**TASK ITEM**
If a line in the data below contains "frame", copy it.

**EXCERPTED RECORDS**
* * * * * * * * *

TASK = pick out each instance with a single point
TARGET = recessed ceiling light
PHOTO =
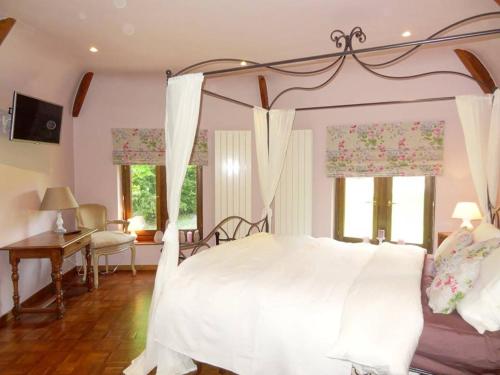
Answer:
(128, 29)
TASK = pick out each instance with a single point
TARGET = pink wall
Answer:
(31, 64)
(138, 101)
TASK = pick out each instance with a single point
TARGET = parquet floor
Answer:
(100, 333)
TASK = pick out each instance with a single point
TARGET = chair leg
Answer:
(132, 259)
(84, 265)
(95, 263)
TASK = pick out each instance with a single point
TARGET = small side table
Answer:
(442, 236)
(56, 247)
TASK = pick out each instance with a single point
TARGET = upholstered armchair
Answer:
(105, 242)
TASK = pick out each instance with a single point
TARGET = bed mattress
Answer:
(449, 345)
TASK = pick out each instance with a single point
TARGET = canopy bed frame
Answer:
(344, 41)
(183, 106)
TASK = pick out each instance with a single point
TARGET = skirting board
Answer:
(42, 295)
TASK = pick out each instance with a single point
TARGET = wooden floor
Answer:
(101, 331)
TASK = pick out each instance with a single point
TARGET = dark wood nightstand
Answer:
(442, 236)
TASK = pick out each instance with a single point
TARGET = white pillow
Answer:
(485, 231)
(481, 305)
(454, 242)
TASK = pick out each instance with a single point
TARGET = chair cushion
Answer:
(110, 238)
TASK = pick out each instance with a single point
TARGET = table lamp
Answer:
(57, 199)
(136, 223)
(466, 211)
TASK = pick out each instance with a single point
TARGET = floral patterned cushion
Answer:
(456, 241)
(456, 275)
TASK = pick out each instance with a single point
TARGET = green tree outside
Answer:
(143, 186)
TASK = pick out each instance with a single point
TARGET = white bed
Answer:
(293, 305)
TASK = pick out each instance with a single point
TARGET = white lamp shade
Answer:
(466, 210)
(136, 223)
(58, 198)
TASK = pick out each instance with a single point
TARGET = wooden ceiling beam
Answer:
(264, 97)
(477, 70)
(5, 26)
(81, 93)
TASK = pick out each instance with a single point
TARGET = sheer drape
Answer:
(270, 163)
(183, 106)
(480, 119)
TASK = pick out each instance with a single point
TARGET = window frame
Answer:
(382, 212)
(161, 201)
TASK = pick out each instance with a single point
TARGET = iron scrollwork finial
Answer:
(339, 37)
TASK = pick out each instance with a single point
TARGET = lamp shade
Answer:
(58, 198)
(466, 210)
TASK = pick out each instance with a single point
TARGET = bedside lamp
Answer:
(57, 199)
(466, 211)
(136, 223)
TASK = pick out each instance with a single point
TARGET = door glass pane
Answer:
(408, 194)
(358, 216)
(188, 208)
(143, 189)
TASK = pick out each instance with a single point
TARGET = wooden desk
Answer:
(55, 247)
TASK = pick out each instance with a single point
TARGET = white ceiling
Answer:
(153, 35)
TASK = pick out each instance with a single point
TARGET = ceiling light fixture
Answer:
(128, 29)
(120, 4)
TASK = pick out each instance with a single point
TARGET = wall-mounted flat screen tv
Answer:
(35, 120)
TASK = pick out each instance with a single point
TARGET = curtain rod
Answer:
(337, 106)
(351, 52)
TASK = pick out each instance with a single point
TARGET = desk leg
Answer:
(14, 262)
(57, 278)
(90, 280)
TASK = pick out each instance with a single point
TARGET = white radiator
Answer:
(293, 200)
(233, 176)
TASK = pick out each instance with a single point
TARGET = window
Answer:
(145, 194)
(401, 206)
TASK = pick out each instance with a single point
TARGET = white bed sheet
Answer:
(262, 305)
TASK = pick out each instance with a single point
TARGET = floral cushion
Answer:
(456, 275)
(456, 241)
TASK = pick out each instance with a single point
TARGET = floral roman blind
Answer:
(147, 146)
(390, 149)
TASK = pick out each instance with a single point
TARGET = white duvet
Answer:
(293, 306)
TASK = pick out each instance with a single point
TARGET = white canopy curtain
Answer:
(270, 160)
(480, 118)
(183, 106)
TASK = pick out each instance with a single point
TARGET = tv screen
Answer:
(35, 120)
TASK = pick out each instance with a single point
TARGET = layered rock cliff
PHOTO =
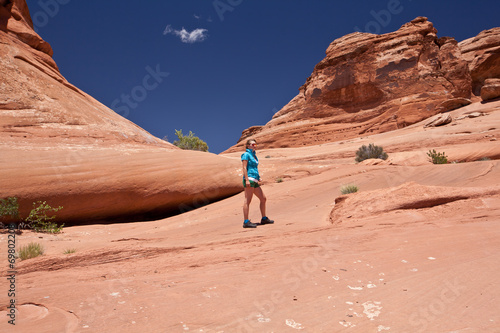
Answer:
(371, 83)
(59, 144)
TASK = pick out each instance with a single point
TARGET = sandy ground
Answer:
(415, 250)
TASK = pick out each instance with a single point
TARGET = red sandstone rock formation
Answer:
(376, 83)
(59, 144)
(483, 54)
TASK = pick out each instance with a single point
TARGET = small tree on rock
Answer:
(371, 151)
(190, 142)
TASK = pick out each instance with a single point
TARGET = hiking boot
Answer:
(249, 225)
(266, 220)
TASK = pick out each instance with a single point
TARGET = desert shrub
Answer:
(348, 189)
(9, 207)
(31, 250)
(370, 151)
(190, 142)
(40, 222)
(437, 158)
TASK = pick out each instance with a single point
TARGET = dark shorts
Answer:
(252, 184)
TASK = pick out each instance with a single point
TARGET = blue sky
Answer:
(217, 67)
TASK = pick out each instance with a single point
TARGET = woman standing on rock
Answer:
(251, 183)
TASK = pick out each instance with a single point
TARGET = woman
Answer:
(251, 183)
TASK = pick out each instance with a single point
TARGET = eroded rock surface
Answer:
(59, 144)
(377, 83)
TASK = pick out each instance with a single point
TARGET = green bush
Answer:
(190, 142)
(37, 219)
(348, 189)
(370, 151)
(31, 250)
(9, 207)
(437, 158)
(40, 222)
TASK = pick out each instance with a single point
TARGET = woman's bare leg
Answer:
(260, 194)
(246, 203)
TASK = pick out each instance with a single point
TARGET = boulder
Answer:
(371, 83)
(491, 89)
(452, 104)
(60, 145)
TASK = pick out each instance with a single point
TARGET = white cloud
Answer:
(197, 35)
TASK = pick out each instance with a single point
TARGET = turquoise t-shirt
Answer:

* * * * * * * * *

**TASK RESULT**
TARGET = canopy bed frame
TARGET = window frame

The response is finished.